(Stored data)
-- Opening Marker --

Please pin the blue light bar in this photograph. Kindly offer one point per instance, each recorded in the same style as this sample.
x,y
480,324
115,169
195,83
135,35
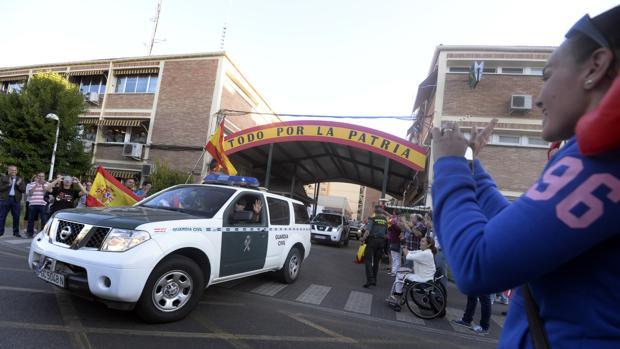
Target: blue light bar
x,y
240,181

-- Closing Marker --

=== EXERCISE ===
Only the pictures are to be left out, and all of the data must otherwise be transcribed exactly.

=== TASK RESPONSE ===
Please pin the blue light bar in this photograph. Kindly offer one point per instance, each recorded in the same style as this sample.
x,y
480,324
115,169
195,83
135,35
Target: blue light bar
x,y
240,181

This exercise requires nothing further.